* START Supplied material *

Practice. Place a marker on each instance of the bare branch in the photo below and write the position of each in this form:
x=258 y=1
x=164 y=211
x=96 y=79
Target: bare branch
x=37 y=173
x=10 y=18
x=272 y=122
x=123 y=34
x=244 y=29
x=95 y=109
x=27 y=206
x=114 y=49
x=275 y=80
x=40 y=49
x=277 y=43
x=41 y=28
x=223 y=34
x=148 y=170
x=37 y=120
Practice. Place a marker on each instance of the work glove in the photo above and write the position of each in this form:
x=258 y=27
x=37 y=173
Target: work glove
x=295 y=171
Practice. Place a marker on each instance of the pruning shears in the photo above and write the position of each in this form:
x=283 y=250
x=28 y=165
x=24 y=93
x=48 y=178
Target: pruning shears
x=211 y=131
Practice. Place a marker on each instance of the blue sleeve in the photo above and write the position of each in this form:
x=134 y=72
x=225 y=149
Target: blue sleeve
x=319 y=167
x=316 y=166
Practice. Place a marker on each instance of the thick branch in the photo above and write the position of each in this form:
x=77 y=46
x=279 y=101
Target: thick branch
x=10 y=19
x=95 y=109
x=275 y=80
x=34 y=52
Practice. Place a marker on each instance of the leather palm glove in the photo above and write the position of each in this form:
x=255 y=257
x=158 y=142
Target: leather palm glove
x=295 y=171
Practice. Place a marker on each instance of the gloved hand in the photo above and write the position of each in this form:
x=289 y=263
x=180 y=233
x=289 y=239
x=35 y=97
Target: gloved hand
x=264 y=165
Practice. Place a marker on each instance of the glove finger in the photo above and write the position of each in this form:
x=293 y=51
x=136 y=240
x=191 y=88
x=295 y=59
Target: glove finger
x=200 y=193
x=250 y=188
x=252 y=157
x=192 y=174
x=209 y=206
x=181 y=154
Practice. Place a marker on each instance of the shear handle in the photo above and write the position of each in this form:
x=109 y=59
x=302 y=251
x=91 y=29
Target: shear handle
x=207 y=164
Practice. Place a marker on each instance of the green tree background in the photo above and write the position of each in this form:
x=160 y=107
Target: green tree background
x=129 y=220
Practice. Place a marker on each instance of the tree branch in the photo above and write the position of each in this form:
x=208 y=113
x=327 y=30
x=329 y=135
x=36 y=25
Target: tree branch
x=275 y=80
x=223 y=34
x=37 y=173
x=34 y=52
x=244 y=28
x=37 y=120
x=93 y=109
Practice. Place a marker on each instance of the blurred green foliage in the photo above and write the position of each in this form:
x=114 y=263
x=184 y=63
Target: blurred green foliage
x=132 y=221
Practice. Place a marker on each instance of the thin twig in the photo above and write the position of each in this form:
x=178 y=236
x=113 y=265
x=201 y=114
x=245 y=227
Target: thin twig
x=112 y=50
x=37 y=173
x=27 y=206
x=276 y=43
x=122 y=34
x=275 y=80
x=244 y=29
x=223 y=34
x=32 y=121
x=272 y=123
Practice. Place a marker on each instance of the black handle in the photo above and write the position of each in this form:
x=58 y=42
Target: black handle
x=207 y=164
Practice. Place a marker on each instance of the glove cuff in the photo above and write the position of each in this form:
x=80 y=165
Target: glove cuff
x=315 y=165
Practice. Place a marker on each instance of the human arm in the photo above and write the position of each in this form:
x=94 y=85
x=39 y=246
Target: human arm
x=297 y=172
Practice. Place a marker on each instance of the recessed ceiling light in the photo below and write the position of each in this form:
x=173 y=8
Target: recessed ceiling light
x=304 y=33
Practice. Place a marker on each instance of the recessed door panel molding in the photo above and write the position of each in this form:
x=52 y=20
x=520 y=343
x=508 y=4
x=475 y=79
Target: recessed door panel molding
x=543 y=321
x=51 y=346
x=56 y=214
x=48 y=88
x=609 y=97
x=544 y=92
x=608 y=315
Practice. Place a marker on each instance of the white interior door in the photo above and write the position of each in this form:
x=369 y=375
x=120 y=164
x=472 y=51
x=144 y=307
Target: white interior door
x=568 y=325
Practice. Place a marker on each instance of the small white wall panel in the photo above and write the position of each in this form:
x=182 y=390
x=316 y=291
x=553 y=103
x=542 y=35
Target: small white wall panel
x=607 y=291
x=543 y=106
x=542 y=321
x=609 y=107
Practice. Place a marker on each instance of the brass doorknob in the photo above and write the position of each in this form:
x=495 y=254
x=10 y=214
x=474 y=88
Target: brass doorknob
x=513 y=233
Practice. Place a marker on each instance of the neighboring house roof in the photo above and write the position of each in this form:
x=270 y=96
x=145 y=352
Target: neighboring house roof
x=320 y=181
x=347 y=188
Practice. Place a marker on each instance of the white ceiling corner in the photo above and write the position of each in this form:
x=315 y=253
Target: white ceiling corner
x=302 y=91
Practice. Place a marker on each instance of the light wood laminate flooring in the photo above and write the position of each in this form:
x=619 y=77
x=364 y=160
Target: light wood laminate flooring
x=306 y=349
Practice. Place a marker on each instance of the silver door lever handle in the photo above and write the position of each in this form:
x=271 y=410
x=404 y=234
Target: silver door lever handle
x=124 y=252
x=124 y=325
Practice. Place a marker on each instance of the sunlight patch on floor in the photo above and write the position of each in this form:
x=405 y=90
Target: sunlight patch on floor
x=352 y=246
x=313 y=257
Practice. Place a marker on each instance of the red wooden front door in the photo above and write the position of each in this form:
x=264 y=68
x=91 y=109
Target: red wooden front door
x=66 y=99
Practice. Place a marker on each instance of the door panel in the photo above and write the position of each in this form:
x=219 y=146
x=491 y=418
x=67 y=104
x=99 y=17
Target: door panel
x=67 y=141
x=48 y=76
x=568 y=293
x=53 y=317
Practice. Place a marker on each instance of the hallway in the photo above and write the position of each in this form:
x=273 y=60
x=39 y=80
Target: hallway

* END Supplied material *

Return, character for character, the stretch of the records from the line containing "Practice. Place a marker on each instance of the red" through the end of the records, both ends included.

Full solution >>
Practice. Place a marker on each instance of the red wooden front door in the photo above and write the position of each in this form:
x=264 y=68
x=91 y=109
Target: red wooden front door
x=66 y=99
Practice. Place a marker on each instance of the door panel in the photo above and write the position of each in this form:
x=219 y=146
x=491 y=418
x=67 y=104
x=99 y=17
Target: door panel
x=67 y=141
x=48 y=76
x=568 y=293
x=53 y=317
Practice. Place a marker on each instance of the hallway in the photo above and write the position of each in this form:
x=273 y=60
x=39 y=80
Target: hallway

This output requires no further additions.